▸ Text segment:
Author: Gudrun Westermann
The keynote lecture, however, on the face of it had nothing to do with decontamination, but with safety aspects of a different technical system, in this case the railway network.
However as Pam discussed, there are comparable lessons to be learned in any process that relies on vigilance for safety. Pam Warren, known in the UK as “The woman in the mask”, reported her long journey back to life after she had suffered severe burns during a train accident at Paddington in October 1999. During the rehabilitation phase, in which she had to wear a plastic mask over her face around the clock to promote healing, she became chairman of the “Paddington survivors” group who fought for improved safety measures in rail traffic.
After a series of serious railway accidents in the 1990s, the political parties and the railway companies needed to be persuaded to embrace the recommended safety changes, and public opinion also had to be influenced. Warren described how she mastered this often stony path in a similar way to her own rehabilitation: like a river, one must continually move forward, sometimes flow around obstacles, or in individual cases carve a new riverbed, always with the aim to improve safety. At the end of a five-year campaign, 97% of the proposals have been implemented, and the British Rail system is now one of the safest in the world, Warren concluded.

▸ Data provided:
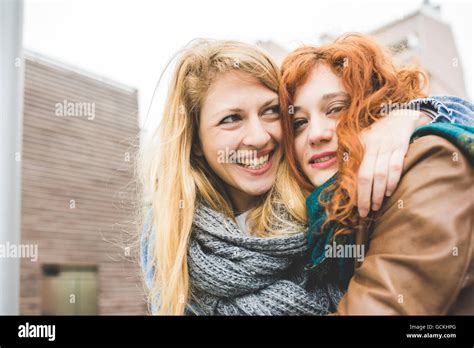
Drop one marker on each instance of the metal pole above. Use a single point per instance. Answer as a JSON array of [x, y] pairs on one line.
[[11, 119]]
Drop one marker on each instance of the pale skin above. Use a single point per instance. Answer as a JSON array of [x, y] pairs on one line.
[[318, 105], [241, 115]]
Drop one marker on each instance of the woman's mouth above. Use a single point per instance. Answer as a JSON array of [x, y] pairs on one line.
[[323, 160], [257, 165]]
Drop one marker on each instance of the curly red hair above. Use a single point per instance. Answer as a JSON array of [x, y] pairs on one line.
[[372, 81]]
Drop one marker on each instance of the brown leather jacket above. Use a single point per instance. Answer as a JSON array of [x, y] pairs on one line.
[[419, 258]]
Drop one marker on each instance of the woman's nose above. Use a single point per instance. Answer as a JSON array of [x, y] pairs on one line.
[[256, 135], [320, 131]]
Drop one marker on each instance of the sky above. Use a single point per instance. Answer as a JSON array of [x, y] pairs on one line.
[[131, 41]]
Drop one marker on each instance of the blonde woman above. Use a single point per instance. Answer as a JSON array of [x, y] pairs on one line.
[[224, 231]]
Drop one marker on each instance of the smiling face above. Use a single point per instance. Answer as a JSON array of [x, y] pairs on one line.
[[318, 105], [240, 134]]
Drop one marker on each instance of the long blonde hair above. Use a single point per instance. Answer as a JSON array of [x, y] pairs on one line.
[[174, 179]]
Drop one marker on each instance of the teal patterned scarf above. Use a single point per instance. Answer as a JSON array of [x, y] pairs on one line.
[[340, 270]]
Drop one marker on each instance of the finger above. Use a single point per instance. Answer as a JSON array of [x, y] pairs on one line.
[[380, 178], [395, 169], [364, 180]]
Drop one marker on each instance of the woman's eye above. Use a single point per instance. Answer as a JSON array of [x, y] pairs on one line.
[[297, 123], [275, 109], [334, 110], [230, 119]]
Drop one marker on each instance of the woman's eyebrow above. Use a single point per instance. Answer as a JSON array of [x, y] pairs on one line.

▸ Check your understanding:
1/ Translate this sentence from the rail safety text into French: "Pam Warren, known in the UK as “The woman in the mask”, reported her long journey back to life after she had suffered severe burns during a train accident at Paddington in October 1999."
2/ Reproduce the part of the rail safety text that runs from "Author: Gudrun Westermann" up to and including "in rail traffic.".

▸ Task results:
1/ Pam Warren, connue au Royaume-Uni sous le nom de « la femme au masque », a raconté son long chemin de retour à la vie après avoir subi de graves brûlures lors d'un accident de train à Paddington en octobre 1999.

2/
Author: Gudrun Westermann
The keynote lecture, however, on the face of it had nothing to do with decontamination, but with safety aspects of a different technical system, in this case the railway network.
However as Pam discussed, there are comparable lessons to be learned in any process that relies on vigilance for safety. Pam Warren, known in the UK as “The woman in the mask”, reported her long journey back to life after she had suffered severe burns during a train accident at Paddington in October 1999. During the rehabilitation phase, in which she had to wear a plastic mask over her face around the clock to promote healing, she became chairman of the “Paddington survivors” group who fought for improved safety measures in rail traffic.